Start of RECORDS FOR THE EXERCISE

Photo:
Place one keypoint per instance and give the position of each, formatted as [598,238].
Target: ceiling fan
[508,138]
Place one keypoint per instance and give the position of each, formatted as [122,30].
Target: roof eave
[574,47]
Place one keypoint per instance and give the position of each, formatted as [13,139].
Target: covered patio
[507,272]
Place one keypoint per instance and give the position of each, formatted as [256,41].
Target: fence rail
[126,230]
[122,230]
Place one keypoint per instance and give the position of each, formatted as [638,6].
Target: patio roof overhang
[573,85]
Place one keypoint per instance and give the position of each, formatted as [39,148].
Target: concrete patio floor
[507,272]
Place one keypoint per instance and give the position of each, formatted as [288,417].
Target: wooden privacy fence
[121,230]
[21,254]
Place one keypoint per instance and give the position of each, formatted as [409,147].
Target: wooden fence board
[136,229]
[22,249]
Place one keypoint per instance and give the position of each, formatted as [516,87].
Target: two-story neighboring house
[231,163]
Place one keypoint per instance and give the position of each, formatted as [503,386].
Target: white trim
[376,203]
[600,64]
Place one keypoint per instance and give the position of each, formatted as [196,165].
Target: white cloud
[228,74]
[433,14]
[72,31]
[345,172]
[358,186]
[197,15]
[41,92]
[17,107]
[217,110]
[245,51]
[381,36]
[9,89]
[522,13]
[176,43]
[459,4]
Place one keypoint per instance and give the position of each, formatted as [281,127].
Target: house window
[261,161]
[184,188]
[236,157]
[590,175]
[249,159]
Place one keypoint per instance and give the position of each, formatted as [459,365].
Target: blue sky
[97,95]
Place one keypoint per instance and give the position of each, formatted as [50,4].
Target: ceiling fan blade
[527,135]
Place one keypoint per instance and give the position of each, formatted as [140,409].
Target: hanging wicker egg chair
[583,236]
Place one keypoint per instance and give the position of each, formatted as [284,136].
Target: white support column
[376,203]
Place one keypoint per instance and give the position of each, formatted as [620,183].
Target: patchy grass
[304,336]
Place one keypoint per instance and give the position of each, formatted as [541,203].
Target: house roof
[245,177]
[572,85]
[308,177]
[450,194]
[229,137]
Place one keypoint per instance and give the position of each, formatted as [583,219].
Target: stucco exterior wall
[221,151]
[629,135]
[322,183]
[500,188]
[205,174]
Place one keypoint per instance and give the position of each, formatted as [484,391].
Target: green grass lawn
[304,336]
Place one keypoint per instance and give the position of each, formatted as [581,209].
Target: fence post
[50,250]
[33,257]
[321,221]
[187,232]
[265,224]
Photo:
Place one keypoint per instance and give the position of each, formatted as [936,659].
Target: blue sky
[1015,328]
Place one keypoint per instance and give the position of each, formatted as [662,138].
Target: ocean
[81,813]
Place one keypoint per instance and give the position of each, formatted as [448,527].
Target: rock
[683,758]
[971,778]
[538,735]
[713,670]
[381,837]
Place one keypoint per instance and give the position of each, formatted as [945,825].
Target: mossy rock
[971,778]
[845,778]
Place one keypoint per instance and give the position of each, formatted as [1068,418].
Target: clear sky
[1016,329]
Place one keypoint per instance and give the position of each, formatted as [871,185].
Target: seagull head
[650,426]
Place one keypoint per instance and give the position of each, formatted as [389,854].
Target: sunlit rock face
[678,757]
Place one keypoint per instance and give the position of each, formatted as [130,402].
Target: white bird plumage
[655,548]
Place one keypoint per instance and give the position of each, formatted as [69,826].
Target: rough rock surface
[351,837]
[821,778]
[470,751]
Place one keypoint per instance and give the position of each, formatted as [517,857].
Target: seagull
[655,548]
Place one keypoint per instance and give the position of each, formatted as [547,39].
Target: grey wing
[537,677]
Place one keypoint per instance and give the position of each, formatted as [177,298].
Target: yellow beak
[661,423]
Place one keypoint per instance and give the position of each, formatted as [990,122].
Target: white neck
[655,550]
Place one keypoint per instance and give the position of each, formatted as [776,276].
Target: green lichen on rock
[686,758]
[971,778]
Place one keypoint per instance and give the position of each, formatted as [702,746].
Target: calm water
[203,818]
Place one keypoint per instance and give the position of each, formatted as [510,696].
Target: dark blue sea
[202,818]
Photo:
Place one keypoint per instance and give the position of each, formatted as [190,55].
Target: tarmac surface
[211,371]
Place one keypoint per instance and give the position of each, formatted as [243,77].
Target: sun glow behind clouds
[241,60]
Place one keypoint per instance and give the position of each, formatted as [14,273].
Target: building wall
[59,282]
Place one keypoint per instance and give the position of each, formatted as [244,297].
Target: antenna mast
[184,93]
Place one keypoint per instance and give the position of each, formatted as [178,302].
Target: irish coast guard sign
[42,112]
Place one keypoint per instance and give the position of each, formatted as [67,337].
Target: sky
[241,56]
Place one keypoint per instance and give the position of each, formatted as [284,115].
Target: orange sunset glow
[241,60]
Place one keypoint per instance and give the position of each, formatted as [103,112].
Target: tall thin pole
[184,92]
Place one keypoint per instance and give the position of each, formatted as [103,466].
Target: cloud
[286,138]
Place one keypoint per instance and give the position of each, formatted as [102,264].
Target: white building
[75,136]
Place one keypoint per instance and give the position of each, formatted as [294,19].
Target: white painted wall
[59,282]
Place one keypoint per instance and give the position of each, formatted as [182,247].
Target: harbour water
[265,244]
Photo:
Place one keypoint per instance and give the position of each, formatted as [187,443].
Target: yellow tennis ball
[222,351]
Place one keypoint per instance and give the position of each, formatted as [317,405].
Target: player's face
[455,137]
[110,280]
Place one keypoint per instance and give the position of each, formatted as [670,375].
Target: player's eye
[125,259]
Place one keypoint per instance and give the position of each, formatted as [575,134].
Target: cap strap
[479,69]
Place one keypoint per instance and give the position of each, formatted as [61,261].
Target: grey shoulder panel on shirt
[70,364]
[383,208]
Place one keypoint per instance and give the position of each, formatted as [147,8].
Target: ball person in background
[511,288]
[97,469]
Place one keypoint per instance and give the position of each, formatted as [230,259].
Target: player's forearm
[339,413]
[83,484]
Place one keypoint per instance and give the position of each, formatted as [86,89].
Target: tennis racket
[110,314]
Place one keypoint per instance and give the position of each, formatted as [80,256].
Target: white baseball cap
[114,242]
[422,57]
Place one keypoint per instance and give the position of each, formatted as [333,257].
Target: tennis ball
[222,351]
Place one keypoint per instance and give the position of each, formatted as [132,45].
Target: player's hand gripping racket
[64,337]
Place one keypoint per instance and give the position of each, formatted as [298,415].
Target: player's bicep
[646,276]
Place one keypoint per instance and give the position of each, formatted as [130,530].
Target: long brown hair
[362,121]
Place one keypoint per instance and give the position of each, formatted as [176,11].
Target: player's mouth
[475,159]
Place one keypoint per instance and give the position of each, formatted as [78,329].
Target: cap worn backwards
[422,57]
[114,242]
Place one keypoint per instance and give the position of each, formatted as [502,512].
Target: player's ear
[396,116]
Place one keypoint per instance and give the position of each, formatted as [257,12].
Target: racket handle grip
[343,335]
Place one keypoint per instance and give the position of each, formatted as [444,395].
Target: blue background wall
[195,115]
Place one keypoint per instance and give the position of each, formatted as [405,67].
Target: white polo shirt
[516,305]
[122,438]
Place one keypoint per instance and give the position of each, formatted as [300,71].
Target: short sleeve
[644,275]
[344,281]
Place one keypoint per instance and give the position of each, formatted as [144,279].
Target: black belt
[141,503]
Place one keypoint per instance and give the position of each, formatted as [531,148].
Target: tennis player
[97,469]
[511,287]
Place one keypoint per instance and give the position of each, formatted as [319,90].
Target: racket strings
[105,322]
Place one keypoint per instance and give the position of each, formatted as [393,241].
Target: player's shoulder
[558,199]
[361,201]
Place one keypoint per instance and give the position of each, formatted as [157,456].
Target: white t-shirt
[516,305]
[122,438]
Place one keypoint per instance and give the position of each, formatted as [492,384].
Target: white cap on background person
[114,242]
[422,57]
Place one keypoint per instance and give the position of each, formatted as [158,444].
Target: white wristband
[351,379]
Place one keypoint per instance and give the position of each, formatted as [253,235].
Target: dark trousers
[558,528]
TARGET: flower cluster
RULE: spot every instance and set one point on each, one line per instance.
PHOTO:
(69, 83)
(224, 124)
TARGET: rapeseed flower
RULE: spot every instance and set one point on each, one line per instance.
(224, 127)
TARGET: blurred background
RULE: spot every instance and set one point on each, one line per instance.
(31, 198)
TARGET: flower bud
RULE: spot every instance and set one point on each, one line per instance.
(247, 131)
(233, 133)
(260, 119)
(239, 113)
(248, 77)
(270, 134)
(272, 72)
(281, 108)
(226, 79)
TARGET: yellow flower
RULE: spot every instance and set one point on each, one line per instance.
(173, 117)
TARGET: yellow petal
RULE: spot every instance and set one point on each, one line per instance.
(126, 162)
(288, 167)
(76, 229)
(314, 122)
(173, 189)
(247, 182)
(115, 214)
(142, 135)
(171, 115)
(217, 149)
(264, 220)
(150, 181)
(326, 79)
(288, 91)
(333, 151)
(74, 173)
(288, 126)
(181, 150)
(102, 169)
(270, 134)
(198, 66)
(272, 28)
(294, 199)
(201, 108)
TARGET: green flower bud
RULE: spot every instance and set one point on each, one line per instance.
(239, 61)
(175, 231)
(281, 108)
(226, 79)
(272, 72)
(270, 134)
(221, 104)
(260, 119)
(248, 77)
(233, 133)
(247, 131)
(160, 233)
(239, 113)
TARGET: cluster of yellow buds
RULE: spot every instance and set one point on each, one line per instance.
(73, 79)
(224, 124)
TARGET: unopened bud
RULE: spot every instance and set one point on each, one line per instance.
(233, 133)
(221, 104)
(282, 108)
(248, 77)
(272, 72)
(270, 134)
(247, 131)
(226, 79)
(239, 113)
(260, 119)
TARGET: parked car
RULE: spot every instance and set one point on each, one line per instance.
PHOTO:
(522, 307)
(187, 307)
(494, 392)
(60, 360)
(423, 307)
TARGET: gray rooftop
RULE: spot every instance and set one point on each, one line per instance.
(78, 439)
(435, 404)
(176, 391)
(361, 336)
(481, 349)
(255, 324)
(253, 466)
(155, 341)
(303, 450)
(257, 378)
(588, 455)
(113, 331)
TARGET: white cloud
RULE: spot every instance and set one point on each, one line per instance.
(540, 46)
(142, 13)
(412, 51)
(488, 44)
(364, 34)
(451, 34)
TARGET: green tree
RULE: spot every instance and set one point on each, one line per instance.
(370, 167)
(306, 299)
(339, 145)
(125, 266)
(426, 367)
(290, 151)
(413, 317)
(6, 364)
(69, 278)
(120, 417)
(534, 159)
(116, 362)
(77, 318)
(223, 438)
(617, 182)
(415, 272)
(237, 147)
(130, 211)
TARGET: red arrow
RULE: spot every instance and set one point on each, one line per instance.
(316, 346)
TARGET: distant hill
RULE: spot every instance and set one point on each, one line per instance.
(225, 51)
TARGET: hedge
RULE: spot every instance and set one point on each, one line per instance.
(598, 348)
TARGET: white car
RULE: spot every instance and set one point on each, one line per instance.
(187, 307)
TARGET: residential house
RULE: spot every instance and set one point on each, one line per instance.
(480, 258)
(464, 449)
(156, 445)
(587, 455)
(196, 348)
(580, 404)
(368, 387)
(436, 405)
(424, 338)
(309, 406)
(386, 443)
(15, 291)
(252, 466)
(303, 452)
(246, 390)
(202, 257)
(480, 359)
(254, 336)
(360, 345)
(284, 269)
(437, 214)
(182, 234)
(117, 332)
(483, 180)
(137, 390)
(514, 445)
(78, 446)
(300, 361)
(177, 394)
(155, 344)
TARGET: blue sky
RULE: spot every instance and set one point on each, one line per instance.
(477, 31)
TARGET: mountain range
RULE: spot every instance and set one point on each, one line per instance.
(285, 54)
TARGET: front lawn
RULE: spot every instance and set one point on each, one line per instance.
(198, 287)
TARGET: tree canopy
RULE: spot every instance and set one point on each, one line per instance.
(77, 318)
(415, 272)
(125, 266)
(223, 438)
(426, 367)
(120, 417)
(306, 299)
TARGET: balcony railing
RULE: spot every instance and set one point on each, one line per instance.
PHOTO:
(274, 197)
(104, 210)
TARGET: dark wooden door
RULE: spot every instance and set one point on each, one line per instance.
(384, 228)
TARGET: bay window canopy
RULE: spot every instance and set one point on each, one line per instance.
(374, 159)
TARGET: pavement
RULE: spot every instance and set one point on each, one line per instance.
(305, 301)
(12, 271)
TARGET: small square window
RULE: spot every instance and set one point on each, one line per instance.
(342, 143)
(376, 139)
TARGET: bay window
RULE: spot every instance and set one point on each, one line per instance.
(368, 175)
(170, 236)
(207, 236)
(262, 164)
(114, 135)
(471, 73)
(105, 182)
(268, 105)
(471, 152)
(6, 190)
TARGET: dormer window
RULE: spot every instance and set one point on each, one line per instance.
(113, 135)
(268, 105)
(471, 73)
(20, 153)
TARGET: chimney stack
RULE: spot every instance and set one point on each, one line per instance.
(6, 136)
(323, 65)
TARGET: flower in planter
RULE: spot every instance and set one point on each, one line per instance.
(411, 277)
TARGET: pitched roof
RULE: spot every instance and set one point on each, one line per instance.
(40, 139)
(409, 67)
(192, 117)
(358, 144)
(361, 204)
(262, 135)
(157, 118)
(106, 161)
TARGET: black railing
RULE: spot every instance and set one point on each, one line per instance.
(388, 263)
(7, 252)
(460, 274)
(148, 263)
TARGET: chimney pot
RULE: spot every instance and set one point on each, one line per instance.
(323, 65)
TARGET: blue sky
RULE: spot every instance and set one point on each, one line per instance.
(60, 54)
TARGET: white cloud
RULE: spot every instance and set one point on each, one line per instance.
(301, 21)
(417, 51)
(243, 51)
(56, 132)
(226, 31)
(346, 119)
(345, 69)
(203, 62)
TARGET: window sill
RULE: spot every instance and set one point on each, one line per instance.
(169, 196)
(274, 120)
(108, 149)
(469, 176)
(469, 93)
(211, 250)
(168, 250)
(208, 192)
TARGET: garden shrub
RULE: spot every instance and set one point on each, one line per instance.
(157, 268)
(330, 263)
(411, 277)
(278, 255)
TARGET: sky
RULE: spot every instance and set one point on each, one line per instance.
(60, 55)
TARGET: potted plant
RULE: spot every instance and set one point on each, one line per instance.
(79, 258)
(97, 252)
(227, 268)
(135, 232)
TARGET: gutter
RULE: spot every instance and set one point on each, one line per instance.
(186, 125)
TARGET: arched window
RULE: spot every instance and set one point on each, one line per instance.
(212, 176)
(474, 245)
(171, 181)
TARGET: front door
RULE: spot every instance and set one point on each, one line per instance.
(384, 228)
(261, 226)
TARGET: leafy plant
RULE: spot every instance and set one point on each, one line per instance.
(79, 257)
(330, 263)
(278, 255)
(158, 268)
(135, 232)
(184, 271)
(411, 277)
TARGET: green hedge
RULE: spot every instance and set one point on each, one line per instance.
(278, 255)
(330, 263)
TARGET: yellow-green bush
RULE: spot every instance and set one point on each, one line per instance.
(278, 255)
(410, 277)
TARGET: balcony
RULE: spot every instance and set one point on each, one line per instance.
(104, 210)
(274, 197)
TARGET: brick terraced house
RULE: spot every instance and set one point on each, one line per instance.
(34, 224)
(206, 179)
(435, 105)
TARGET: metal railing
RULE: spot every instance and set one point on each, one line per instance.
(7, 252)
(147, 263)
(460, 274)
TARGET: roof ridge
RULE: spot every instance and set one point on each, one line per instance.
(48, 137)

End of RECORDS FOR THE EXERCISE

[WORK TO COMPLETE] Starting at the line that has "formatted as [583,219]." and ending at the line that has "formatted as [936,659].", please write out the lines above exactly, leaving out all others.

[SOLUTION FOR THIS EXERCISE]
Place one keypoint per instance and give the position of each, formatted as [583,219].
Target: stucco exterior wall
[221,151]
[629,135]
[322,183]
[500,188]
[205,174]
Place one keypoint per instance and give the position of each, formatted as [484,391].
Target: green grass lawn
[304,336]
Place one keypoint per instance and give the position of each, formatted as [581,209].
Target: fence post
[50,250]
[33,257]
[321,221]
[187,232]
[265,224]
Photo:
Place one keypoint per instance and give the position of each, formatted as [936,659].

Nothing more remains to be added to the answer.